18 août 2012 6 18 /08 /août /2012 11:37

L'Express - 1er août 2012Après les deux derniers dossiers du Point consacrés à l'existence de Dieu, c'est au tour de L'Express de s'interroger sur les "10 raisons de croire", dans son édition du 1er août 2012. Un numéro nettement plus intéressant que ceux de son concurrent - que l'on doit pour l'essentiel à l'érudition du journaliste Philippe Chevallier. "L'homme n'est pas un animal religieux, il est un animal intelligent qui se pose des questions intelligentes. Et parmi ces questions intelligentes, il y a celle de Dieu".

 

Le dossier commence mal pourtant, avec les quelques lignes d'introduction de Christian Makarian qui sort de son chapeau trois citations de Pascal, qui laissent augurer le pire pour la suite du reportage. La 1ère : "Douter de Dieu, c'est y croire". La 2e : "La vraie morale se moque de la morale". La 3e : "Le vrai se conclut souvent du faux". Les deux premières propositions pourraient se justifier, à condition d'être longuement expliquées – afin d'éviter tout malentendu. Mais elles sont livrées là, "brutes de décoffrage", au lecteur qui doit se débrouiller avec... On le devine : ce sont des journalistes athées qui vont nous exposer les raisons de croire...

 

Dans son article d'ouverture, Philippe Chevallier présente loyalement le problème : "Qu'on se le dise avant de discuter des bonnes ou mauvaises raisons de croire : l'existence de Dieu, c'est-à-dire d'un être éternel à l'origine du monde, n'a jamais été une évidence." C'est ce qu'écrit aussi Roger Verneaux dans son Introduction générale à la philosophie : "Les causes premières ne sont pas évidentes. En particulier, Dieu ne l'est pas, ni quant à son existence, ni quant à sa nature ; de sorte que, avant de le contempler, POUR arriver à le contempler, des RAISONNEMENTS sont nécessaires".

#### À FAIRE
1. Répondez à ces questions sur l'extrait consacré au dossier de L'Express :
(a) À quelle date est parue l'édition de L'Express sur les « 10 raisons de croire » ?
(b) Quelle est la première des trois citations de Pascal reprises par Christian Makarian ?
(c) Quel ouvrage de Roger Verneaux est cité ?
2. Donnez la suite de l'extrait consacré au dossier de L'Express sur les raisons de croire, en reprenant après sa dernière phrase.

#### DONNÉES FOURNIES
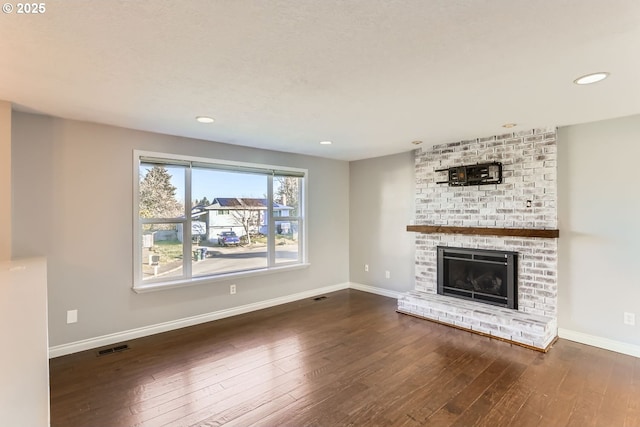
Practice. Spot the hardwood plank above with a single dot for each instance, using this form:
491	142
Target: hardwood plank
347	360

#### LES RÉSULTATS
1.
(a) Le 1er août 2012.
(b) « Douter de Dieu, c'est y croire ».
(c) Introduction générale à la philosophie.

2.
 

"Penser l'existence de Dieu est une affaire sérieuse, dans la mesure où l'on peut aussi penser son absence." J'aime beaucoup cette phrase - et ce qu'elle implique. Cela dit, Tresmontant a très bien montré que l'on ne peut pas penser l'absence de Dieu (pas plus qu'on ne peut penser le néant), et que penser COMME SI Dieu n'existait pas, ce n'est pas, à proprement parler, "penser l'absence de Dieu".

 

Chevallier cite aussi Pyrrhon : "Les doctrines se contredisent, il faut donc suspendre son jugement". C'est une pensée très répandue chez nos contemporains – j'ai pu le vérifier sur ce blog. Mais la réponse est : Non. Il faut les examiner chacune, et évaluer leur rationalité (selon la définition qu'en donne Tresmontant). On verra alors que toutes les doctrines ne se valent pas – et qu'un certain nombre peuvent être aisément écartées.

 

On entre ensuite de plain-pied dans l'exposition des 10 raisons de croire.

 

1ère raison de croire : "Parce qu'à l'horloge il faut un horloger".  C'est certainement l'argument le plus fort – celui auquel Tresmontant consacra toute son oeuvre. L'univers existe, il est structuré mathématiquement, intelligemment ; son ordre est admirable, en même temps que sa complexité qui dépasse les possibilités de l'humain (il n'y a qu'à observer la structure de notre propre cerveau...). Il n'est pas raisonnable de penser que le néant puisse produire de l'être, ni le hasard de l'organisation complexe et géniale de manière systématique. "Il m'est arrivé de dire, et c'est vrai, que c'est la seule des trois "preuves" classiques qui me paraisse forte, la seule qui, parfois, me fasse vaciller. Pourquoi? Parce que la contingence est un abîme"... (André Comte Sponville)

 

2e raison de croire : "Parce qu'une particule porte son nom".  Le fameux boson de Higgs. C'est une raison dérivée de la 1ère : le boson de Higgs accrédite la théorie du Big Bang et l'idée selon laquelle tout ce qui existe dans l'univers a commencé d'être – est né, et a donc un âge. Rien de ce qui est, dans l'Univers, n'est éternel. Pas même les atomes – comme on l'a longtemps cru. L'Univers lui-même ne l'est pas. Et sa naissance reste un grand mystère...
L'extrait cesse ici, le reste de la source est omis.